**What this task involves**:
Find the line with "point: lavender jacket" in the records below. Copy it and every line after it, up to and including the line with "point: woman's leg".

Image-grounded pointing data
=======

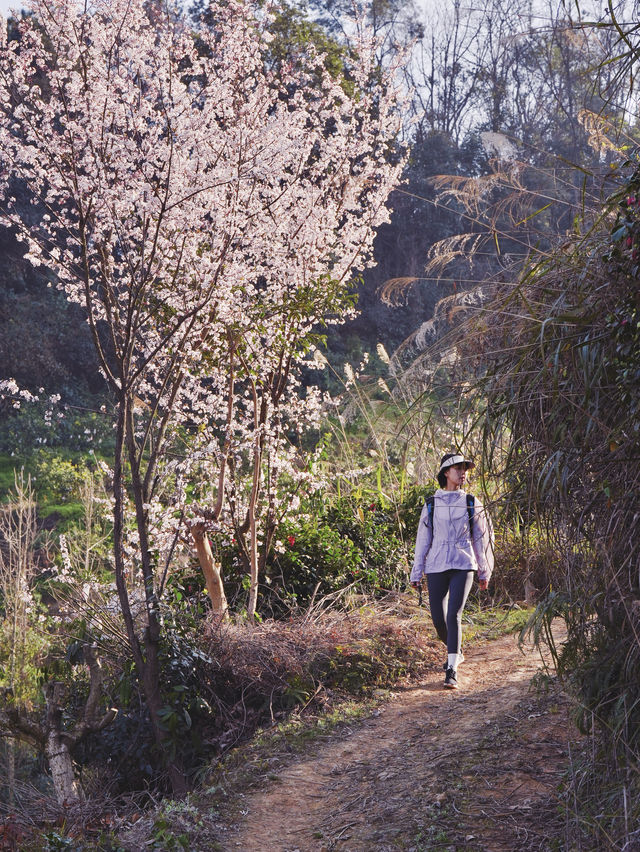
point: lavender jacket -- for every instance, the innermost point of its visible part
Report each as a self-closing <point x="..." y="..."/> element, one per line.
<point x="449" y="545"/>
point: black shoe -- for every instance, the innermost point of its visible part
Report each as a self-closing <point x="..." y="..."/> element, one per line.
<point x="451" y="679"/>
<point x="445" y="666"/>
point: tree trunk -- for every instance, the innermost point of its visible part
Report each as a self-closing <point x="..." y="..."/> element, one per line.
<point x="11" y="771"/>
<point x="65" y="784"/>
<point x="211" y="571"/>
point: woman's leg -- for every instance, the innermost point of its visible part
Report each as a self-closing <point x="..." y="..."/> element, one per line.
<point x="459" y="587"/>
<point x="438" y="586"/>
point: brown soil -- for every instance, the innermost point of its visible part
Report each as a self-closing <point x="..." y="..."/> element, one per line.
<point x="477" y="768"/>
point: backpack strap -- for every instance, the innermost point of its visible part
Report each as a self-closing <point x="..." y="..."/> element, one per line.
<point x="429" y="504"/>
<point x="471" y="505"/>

=======

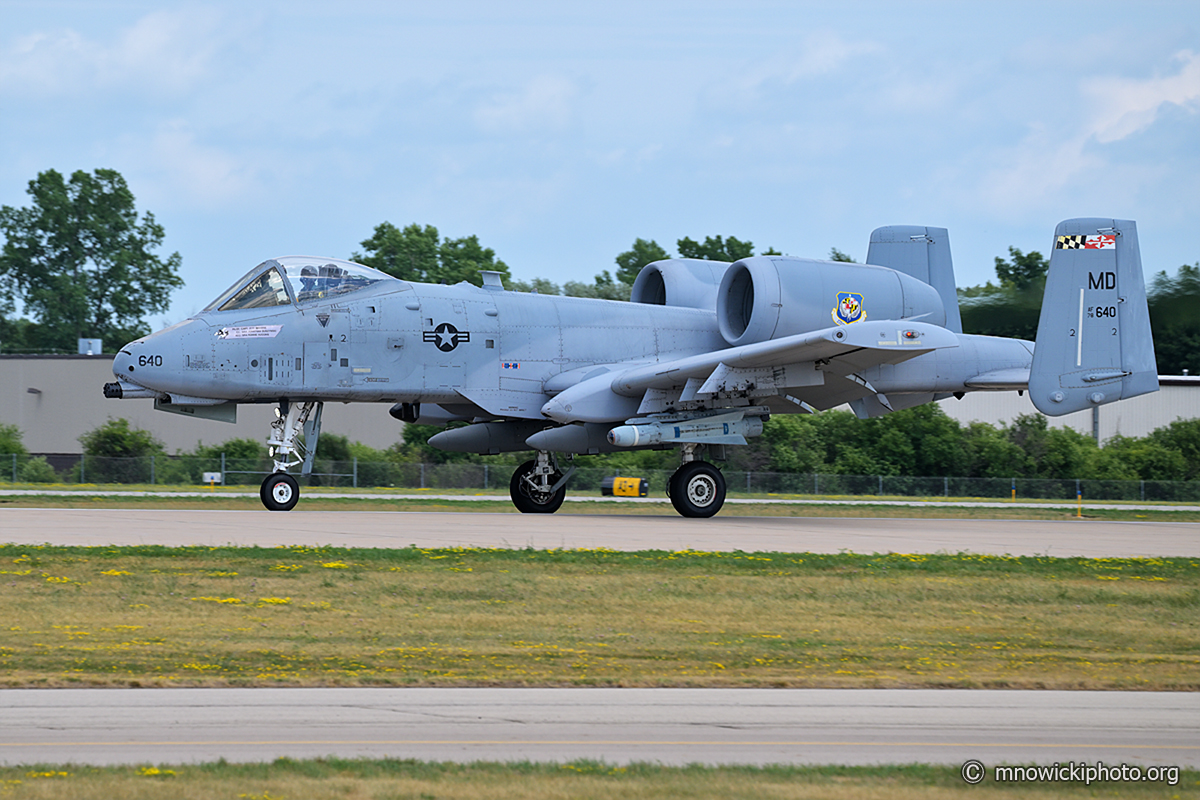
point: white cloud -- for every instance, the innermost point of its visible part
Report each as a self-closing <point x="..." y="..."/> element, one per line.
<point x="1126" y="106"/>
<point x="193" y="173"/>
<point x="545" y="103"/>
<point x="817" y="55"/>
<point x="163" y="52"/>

=======

**Expected answer**:
point: lavender jacket -- for every instance, the innermost point of its visible part
Report each as a self-closing <point x="..." y="..."/> element, one per line.
<point x="449" y="545"/>
point: black shoe -- for every instance, the innermost point of its visible part
Report each as a self-closing <point x="..." y="..."/> element, one per line.
<point x="451" y="679"/>
<point x="445" y="666"/>
point: tree trunk -- for every instance, the innermost point of its visible part
Report each as a self-closing <point x="..." y="..."/> element, one per line.
<point x="11" y="771"/>
<point x="65" y="784"/>
<point x="211" y="571"/>
point: woman's leg -- for every instance, the innermost point of its visible part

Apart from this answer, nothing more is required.